[Data items]
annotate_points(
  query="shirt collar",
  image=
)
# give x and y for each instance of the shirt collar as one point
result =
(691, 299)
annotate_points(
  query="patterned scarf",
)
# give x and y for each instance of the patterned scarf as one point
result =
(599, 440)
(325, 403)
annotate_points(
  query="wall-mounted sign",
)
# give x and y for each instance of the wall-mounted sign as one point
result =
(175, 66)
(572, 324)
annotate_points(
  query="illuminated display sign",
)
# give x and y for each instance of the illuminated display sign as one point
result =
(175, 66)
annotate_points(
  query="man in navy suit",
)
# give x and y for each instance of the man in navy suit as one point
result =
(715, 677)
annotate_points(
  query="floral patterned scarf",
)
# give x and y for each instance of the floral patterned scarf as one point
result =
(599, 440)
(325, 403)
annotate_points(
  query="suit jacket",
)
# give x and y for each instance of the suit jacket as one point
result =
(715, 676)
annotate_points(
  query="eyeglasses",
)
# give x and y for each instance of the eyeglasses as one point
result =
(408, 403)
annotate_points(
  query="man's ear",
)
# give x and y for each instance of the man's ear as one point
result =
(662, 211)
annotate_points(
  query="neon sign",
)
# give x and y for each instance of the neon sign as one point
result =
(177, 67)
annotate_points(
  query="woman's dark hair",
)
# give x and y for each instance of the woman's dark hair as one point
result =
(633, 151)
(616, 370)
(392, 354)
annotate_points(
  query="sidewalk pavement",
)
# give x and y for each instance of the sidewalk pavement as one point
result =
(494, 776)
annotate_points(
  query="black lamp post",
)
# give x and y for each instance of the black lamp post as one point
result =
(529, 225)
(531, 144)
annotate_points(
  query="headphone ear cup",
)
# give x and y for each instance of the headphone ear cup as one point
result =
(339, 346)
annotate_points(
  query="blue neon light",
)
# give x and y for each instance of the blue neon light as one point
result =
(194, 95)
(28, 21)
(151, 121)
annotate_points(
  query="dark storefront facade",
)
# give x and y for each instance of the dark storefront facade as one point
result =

*WRITTEN EXERCISE*
Give all the entries again exactly; leave none out.

*FINAL ANSWER*
annotate_points(
  query="shirt collar",
  image=
)
# give x and y for each instance of the shirt collar as one point
result =
(691, 299)
annotate_points(
  query="patterned scarf",
)
# give x and y for each instance of the patterned scarf as one point
result =
(599, 440)
(325, 403)
annotate_points(
  query="wall-mounted sign",
)
# give x and y for each instance of the wall-mounted sign as one point
result =
(175, 66)
(572, 324)
annotate_points(
  query="illuminated display sign",
)
# give x and y for each instance of the illuminated display sign as one point
result =
(175, 66)
annotate_points(
  query="man in navy suit",
)
# give x and y for each instance of the man in navy suit as one point
result =
(715, 677)
annotate_points(
  query="floral patterned scarf",
)
# give x and y for each instance of the floral patterned scarf as one point
result =
(599, 440)
(325, 403)
annotate_points(
  query="suit jacket",
)
# give x and y for each instance of the suit jacket as one point
result =
(715, 676)
annotate_points(
  query="eyeglasses",
)
# give x and y for each instance of the eyeglasses as one point
result =
(408, 403)
annotate_points(
  query="man's ear",
)
# give x and y for each instance of the man's ear as one point
result =
(662, 211)
annotate_points(
  query="neon sign",
)
# give x and y for each instance of the neon sign as one point
result =
(177, 67)
annotate_points(
  query="woman's dark hair",
)
# give x and y for each instance of the woman's dark hair as one point
result =
(633, 151)
(616, 370)
(392, 354)
annotate_points(
  query="sidewalk pavement",
)
# give x and y for each instance of the sidewalk pavement as one point
result =
(494, 776)
annotate_points(
  query="black lamp post",
)
# give x and y for each instance of the black lamp post as one point
result =
(529, 225)
(531, 144)
annotate_points(
  query="headphone ear cup",
)
# give x and y for each instance of the headphone ear cup as one point
result =
(339, 346)
annotate_points(
  query="blue neon light",
)
# give x and y for each instance of the blue neon light as one point
result =
(194, 95)
(28, 21)
(151, 121)
annotate_points(
  query="dark storefront facade",
)
# give x and y for each instance of the dark storefront facade as one point
result =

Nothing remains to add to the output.